── Data records

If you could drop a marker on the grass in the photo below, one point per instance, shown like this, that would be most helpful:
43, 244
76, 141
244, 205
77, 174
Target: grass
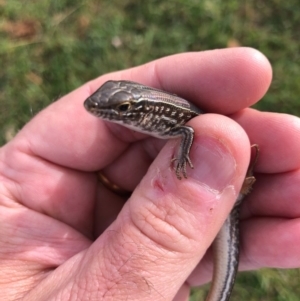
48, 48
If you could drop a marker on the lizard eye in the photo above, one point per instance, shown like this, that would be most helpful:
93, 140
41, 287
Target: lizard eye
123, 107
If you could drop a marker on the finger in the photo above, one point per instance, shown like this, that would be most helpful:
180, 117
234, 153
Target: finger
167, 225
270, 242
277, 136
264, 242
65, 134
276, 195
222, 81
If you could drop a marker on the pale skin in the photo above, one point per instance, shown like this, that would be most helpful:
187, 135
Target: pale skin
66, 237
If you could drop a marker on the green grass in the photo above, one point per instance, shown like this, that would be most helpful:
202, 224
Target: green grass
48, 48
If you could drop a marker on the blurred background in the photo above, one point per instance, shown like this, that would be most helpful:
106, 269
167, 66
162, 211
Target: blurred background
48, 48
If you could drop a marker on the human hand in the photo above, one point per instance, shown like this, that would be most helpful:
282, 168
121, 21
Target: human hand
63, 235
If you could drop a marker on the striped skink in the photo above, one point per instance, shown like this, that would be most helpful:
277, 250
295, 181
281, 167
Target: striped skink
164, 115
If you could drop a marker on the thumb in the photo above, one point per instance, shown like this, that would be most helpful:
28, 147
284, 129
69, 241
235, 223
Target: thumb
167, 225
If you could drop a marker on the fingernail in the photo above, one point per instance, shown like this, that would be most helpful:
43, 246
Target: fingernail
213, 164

────

> **Exercise aim**
Replace every occurrence of "drop a marker" with "place a dot" in the data above, keeping all other text the same. Leave the pictures out of your answer.

> **Solution to this exercise**
If you could place a dot on the grass in the photo below, one point per instance, shown like this, that would be most helpful:
43, 244
76, 141
244, 205
77, 174
Target: grass
48, 48
If you could place a dot on the lizard eye in the photo above, one point per instance, shown like this, that would be most helpful:
93, 140
41, 287
Target: lizard eye
123, 107
If you could place a dot on the finger in the photo above, one point per instance, shown like this, that would be most helpful:
180, 117
234, 153
Target: finger
167, 225
270, 242
277, 136
264, 242
65, 134
276, 195
222, 81
If you could place a dot on the pale skin in the photo above, one point per instance, shown like this, that would be most helpful:
187, 135
Target: pale skin
66, 237
If you could place a dot on the green grass in the photo above, one point per instance, shown like this, that would be most helpful:
202, 224
Target: green grass
48, 48
If you could place a dot on the blurred background in the photo above, one point per instance, shown like this, that would be most helpful:
106, 269
167, 66
162, 211
Target: blurred background
48, 48
If you could place a dot on the human hand in the photo above, one point per instance, shown like this, that would be most helpful:
282, 168
121, 21
Target: human hand
63, 235
If you could place a dot on the striped skink in the photo above, one point per instance, shown like this, that would be most helpful:
277, 250
295, 181
281, 167
Target: striped skink
164, 115
If you could place a dot on the thumb in the photo above, one point per instance, shown like this, that would be most helpful:
28, 147
284, 129
69, 241
235, 223
Target: thumb
167, 225
If you could place a dot on the fingernail in the photo above, one point per instance, shown like this, that would be most helpful:
43, 246
Target: fingernail
213, 164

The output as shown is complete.